- [Given instruction]
From the rows below, pick out and copy every line that contains the string "black". Case counts.

— start of Dataset entries —

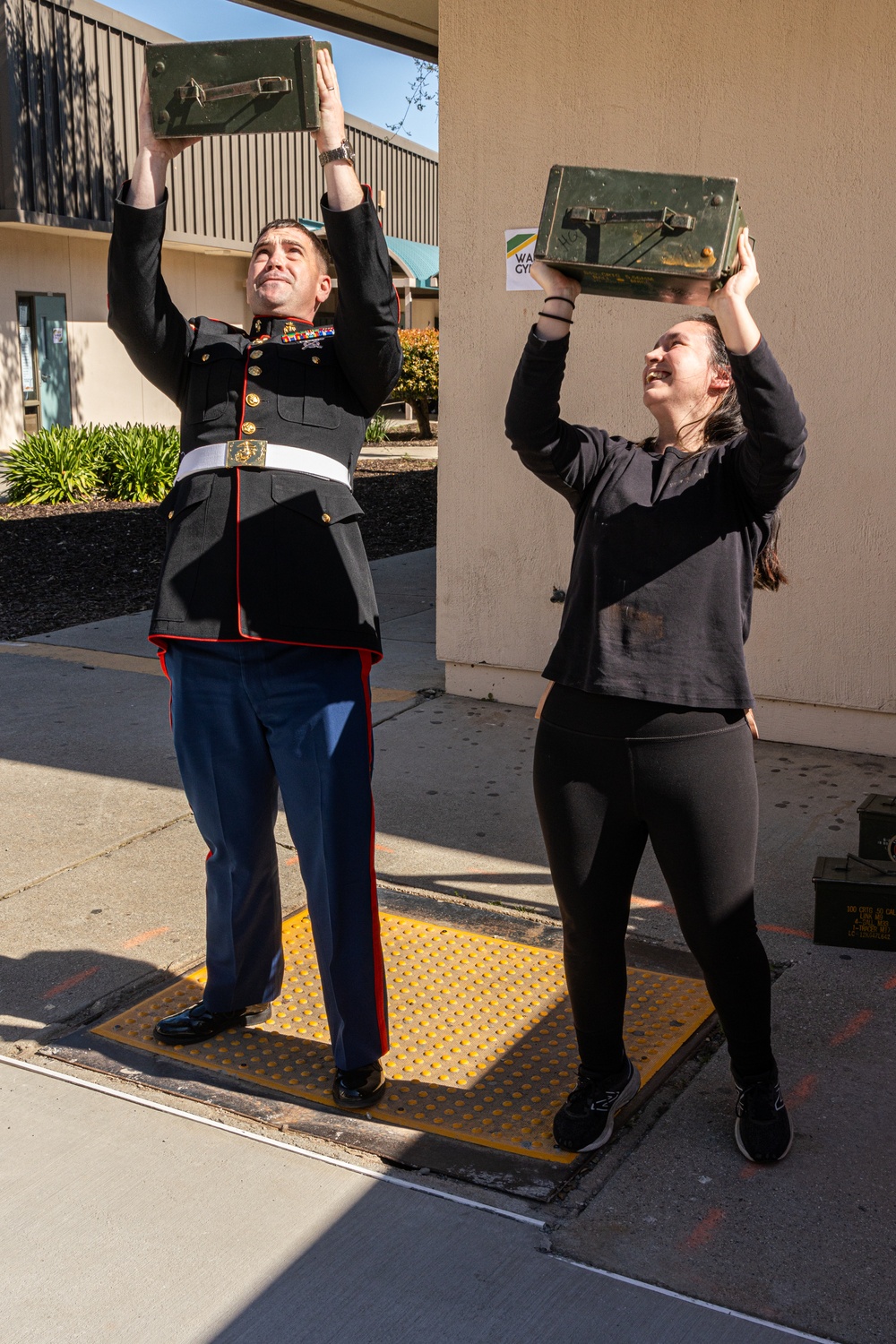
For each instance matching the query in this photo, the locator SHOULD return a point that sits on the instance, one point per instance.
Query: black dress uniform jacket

— end of Dataset entries —
— start of Dataset entries —

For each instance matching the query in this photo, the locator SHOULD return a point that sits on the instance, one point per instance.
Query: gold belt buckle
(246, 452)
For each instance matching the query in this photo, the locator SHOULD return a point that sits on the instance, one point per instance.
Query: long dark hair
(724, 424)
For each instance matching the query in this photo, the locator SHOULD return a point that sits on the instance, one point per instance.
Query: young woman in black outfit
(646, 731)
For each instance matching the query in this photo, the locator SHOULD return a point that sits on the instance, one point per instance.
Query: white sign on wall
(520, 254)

— end of Dataset entries —

- [Response]
Query: black dress uniform jacket
Query: young woman in black outfit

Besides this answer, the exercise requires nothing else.